Copy every line of the listing below, character for character.
________
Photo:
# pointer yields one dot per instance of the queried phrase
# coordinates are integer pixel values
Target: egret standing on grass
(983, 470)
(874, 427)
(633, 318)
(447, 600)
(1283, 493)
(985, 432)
________
> EXPECTED ANSWER:
Photo:
# pointer yields one dot per instance of the queried phrase
# coordinates are integer pixel values
Target: egret standing on grass
(983, 470)
(874, 427)
(633, 318)
(447, 600)
(1283, 493)
(985, 432)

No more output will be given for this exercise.